Excerto de origem:
Para Romualdo, que se encontrava no centro da multidão em êxtase, a frase, embora fizesse todo o sentido, carecia de complementos circunstanciais, como por exemplo: Não existe maior solidão do que aquela que sentimos no meio duma multidão quando não temos dinheiro para o táxi e estamos com frio e ninguém fala connosco. O centro de uma bebedeira é como o centro de um furacão: vazio.
O que angustiava Romualdo não era a solidão, nem o abandono, nem o estar sozinho. Isso sabia ele ser parte da condição humana, tendo em conta as dimensões minúsculas do planeta em relação ao sistema solar, e do sistema solar relativamente à galáxia, e da galáxia ao seu agregado, e de todos os agregados juntos, ainda assim ínfimos quando comparados com a vasta extensão do universo. Não. Para Romualdo nada o fazia sentir-se mais pequenino do que ver a luz dos olhos dela extinguir-se lentamente; do intenso ao baço, do lusco-fusco à total escuridão, de supernova a buraco negro. Era essa a ferida que desatinava e fazia doer.
Sem ela sentia-se desequilibrado; como se estivesse bêbado, o que efectivamente estava, mas dum desequilíbrio diferente; como que desajeitado numa valsa a quatro tempos.

Entradas de um conjunto de anotações por pontos:
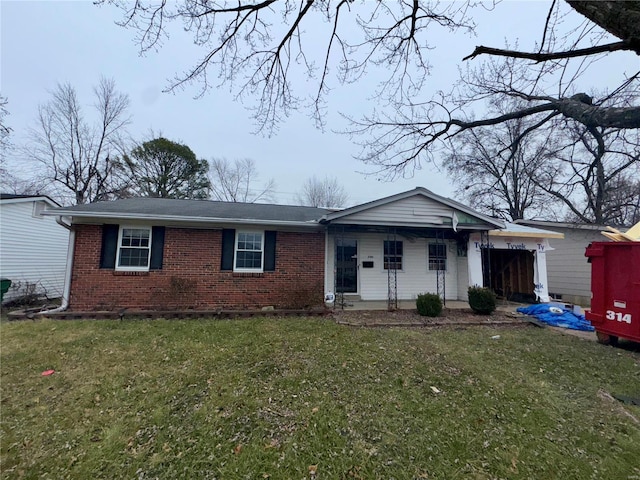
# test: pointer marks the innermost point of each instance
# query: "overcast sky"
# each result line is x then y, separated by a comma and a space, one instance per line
47, 42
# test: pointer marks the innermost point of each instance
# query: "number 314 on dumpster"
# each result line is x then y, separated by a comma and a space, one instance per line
619, 316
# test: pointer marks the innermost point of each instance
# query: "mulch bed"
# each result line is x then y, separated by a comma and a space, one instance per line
411, 318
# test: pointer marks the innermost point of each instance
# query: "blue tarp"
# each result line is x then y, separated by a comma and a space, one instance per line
557, 315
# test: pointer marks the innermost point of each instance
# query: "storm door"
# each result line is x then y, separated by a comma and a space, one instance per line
346, 265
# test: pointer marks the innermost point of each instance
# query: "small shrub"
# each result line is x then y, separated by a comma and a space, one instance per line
482, 300
429, 304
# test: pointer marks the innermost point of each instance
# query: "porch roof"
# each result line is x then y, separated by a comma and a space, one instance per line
401, 210
518, 230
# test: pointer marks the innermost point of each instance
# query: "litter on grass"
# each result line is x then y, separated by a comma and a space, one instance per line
557, 315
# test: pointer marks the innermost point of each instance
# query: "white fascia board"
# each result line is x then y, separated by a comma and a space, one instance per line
45, 199
330, 217
181, 219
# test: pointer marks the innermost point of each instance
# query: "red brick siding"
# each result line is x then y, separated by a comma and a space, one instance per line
191, 275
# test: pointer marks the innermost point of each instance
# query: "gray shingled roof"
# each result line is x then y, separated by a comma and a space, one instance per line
163, 207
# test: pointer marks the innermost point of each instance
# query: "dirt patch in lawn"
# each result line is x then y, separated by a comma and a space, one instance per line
411, 318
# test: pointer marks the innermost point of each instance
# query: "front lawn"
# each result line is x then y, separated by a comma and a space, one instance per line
306, 398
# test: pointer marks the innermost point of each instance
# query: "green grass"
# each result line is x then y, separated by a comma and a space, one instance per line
268, 398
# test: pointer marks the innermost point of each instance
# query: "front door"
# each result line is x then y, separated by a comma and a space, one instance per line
346, 265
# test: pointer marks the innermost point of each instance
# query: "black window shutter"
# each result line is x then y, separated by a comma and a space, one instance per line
269, 251
228, 246
109, 246
157, 248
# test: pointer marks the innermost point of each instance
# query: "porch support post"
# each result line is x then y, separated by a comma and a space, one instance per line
474, 260
540, 286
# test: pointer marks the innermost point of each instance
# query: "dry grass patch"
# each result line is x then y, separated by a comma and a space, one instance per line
306, 398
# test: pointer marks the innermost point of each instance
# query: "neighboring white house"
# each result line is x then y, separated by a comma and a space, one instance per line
568, 270
33, 247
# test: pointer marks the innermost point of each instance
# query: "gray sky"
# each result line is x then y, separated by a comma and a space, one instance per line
46, 42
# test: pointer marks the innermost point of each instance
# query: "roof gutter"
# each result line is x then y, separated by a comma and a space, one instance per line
68, 270
183, 219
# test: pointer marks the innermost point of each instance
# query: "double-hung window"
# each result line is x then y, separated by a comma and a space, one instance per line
249, 250
392, 255
437, 256
134, 249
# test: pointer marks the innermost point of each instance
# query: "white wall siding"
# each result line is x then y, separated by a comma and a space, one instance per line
463, 278
416, 210
568, 271
414, 278
33, 249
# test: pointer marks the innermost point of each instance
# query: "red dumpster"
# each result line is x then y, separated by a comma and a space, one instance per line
615, 290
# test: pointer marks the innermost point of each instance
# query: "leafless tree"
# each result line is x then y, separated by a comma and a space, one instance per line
4, 128
594, 174
165, 169
260, 45
326, 192
80, 157
237, 181
494, 168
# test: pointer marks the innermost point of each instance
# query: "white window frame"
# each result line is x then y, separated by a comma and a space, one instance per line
235, 251
446, 257
129, 268
401, 256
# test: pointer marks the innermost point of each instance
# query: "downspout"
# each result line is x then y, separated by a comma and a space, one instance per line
67, 274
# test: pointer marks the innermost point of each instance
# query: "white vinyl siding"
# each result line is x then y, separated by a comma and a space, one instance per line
416, 210
413, 279
568, 271
33, 250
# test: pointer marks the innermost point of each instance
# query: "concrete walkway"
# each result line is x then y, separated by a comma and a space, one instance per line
503, 306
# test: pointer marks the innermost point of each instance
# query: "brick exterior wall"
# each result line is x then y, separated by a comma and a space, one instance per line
191, 277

Problema proposto A:
Transcreva do excerto sobre Romualdo o trecho que vai de "Para Romualdo, que" até "um furacão: vazio.".
Problema proposto B:
Resuma em duas frases o excerto sobre Romualdo.
Estas linhas não têm relação nenhuma com o excerto.

Resposta completa A:
Para Romualdo, que se encontrava no centro da multidão em êxtase, a frase, embora fizesse todo o sentido, carecia de complementos circunstanciais, como por exemplo: Não existe maior solidão do que aquela que sentimos no meio duma multidão quando não temos dinheiro para o táxi e estamos com frio e ninguém fala connosco. O centro de uma bebedeira é como o centro de um furacão: vazio.

Resposta completa B:
Bêbado no centro de uma multidão em êxtase, Romualdo não se angustia com a solidão nem com o abandono, que considera parte da condição humana perante a vastidão do universo. O que o faz sentir-se pequenino é ver a luz dos olhos dela extinguir-se lentamente, e sem ela sente-se desequilibrado, como que desajeitado numa valsa a quatro tempos.